## Verilen Görev 1
Türkiye'ye yönelik sel ve kuraklık uyarısını konu alan aşağıdaki metne göre şu soruları yanıtlayın:
(a) Dr. Thomas Painter'ın NASA'daki unvanı nedir?
(b) Painter, altyapı ve barajlarla ilgili ne yapılması gerektiğini söyledi?
(c) Painter'a soruları hangi yayın kuruluşundan kim yöneltti?
--*--
NASA'dan Türkiye'ye uyarı: Daha çok sel ve kuraklık yaşayacaksınız
NASA'dan uzman Dr. Painter Türkiye'nin ilerleyen dönemlerde daha çok sel ve kuraklık yaşayacağını öne sürdü
NASA’dan uzman Dr. Painter Türkiye’nin ilerleyen dönemlerde daha çok sel ve kuraklık yaşayacağını öne sürdü. Painter altyapının güçlendirilmesi ve daha fazla baraj yapılması gerektiğini söyledi.
Habertürk‘ten Nalan Koçak‘ın sorularına NASA Kar Uzmanı Dr. Thomas Painter’ın verdiği yanıtlardan satır başları şu şekilde:
Türkiye’de yaşanan kuraklığın nedeni iklim değişikliği mi?
--*--
## Verilen Görev 2
Aşağıdaki kayıtlarda "brown" kelimesini barındıran her satırı aynen aktarın.
--*--
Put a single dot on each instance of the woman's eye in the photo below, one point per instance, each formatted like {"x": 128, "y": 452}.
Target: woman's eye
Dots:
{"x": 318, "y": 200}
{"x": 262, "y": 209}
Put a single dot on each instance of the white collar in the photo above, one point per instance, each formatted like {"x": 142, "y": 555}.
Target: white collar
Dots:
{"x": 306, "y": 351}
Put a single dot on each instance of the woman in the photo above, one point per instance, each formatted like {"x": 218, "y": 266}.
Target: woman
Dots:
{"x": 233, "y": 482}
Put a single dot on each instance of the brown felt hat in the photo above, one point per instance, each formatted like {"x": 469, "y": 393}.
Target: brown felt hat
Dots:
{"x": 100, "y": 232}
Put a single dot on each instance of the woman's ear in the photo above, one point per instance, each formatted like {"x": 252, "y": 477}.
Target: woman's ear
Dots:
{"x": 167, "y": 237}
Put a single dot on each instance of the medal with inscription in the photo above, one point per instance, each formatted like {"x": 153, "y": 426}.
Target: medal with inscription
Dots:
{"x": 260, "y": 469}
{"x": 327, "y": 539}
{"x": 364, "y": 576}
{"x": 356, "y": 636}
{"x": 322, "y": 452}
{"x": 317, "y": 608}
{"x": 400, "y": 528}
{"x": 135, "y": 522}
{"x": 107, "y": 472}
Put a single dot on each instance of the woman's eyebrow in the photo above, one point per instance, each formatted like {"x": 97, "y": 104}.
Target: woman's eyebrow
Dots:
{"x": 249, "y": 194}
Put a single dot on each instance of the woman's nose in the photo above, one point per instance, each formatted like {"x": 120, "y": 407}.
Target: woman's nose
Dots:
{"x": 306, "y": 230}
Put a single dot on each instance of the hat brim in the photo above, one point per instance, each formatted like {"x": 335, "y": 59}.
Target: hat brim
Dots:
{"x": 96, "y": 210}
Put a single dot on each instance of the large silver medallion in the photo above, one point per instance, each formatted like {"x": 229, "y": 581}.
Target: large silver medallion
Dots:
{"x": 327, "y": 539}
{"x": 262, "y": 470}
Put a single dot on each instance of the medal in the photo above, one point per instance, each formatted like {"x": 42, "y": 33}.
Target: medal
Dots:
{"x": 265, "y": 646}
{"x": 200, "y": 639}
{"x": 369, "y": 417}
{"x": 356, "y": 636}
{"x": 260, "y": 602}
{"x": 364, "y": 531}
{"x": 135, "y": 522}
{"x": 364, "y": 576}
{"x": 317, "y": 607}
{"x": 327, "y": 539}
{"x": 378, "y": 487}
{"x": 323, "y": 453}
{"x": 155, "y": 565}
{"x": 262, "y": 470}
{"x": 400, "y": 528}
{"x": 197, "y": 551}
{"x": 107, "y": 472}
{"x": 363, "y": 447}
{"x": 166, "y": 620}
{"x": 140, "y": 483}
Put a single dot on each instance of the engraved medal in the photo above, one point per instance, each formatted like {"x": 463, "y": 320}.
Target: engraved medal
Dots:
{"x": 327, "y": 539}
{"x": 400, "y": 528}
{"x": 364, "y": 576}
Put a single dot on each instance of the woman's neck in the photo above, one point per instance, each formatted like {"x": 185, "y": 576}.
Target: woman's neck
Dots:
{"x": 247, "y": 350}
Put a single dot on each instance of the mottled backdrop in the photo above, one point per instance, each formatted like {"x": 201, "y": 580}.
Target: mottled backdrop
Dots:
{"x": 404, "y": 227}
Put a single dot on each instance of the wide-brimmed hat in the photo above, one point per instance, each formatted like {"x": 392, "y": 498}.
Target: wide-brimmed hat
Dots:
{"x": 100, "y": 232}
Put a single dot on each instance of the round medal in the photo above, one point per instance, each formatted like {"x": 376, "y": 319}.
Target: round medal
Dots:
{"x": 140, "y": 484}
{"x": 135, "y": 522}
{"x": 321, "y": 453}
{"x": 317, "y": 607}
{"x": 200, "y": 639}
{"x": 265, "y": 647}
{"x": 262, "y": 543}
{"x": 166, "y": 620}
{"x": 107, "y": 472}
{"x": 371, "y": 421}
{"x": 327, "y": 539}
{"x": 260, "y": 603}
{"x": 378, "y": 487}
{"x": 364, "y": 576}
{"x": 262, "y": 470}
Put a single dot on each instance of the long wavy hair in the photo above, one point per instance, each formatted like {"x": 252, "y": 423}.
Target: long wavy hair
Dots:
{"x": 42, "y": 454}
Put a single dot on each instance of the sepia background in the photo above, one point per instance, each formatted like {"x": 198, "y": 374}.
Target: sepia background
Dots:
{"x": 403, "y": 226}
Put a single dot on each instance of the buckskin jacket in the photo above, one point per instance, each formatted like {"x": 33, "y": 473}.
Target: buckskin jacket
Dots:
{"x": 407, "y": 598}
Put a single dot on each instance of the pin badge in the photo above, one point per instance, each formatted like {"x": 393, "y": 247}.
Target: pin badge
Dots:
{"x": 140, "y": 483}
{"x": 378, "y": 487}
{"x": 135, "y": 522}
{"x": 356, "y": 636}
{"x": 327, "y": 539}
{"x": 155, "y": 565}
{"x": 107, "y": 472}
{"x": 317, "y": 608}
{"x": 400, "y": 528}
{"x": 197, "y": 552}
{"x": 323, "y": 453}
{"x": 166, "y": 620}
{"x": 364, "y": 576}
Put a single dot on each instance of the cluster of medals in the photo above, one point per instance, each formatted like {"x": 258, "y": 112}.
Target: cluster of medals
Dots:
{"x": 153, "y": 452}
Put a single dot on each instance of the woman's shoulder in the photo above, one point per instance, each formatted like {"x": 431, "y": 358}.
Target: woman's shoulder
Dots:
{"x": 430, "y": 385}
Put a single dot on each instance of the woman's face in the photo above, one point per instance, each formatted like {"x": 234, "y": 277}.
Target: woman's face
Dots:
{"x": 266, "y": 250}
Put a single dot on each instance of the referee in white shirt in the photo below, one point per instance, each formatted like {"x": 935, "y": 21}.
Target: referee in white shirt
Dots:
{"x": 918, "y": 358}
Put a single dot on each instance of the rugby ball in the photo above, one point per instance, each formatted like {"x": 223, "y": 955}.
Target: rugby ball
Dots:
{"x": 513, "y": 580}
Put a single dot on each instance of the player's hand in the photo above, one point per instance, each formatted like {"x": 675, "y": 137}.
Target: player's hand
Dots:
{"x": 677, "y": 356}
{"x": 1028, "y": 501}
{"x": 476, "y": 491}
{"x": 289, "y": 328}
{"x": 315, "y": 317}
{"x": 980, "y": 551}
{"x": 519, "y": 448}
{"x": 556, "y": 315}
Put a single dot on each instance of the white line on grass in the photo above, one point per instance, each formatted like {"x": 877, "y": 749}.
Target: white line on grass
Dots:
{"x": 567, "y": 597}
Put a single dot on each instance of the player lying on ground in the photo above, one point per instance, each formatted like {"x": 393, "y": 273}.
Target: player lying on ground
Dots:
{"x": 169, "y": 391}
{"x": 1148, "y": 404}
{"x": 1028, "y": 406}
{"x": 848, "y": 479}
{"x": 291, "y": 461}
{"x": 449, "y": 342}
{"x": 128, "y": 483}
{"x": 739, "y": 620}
--*--
## Yanıt 1
(a) NASA Kar Uzmanı.
(b) Altyapının güçlendirilmesi ve daha fazla baraj yapılması gerektiğini söyledi.
(c) Habertürk'ten Nalan Koçak.

## Yanıt 2
Put a single dot on each instance of the brown felt hat in the photo above, one point per instance, each formatted like {"x": 469, "y": 393}.
Target: brown felt hat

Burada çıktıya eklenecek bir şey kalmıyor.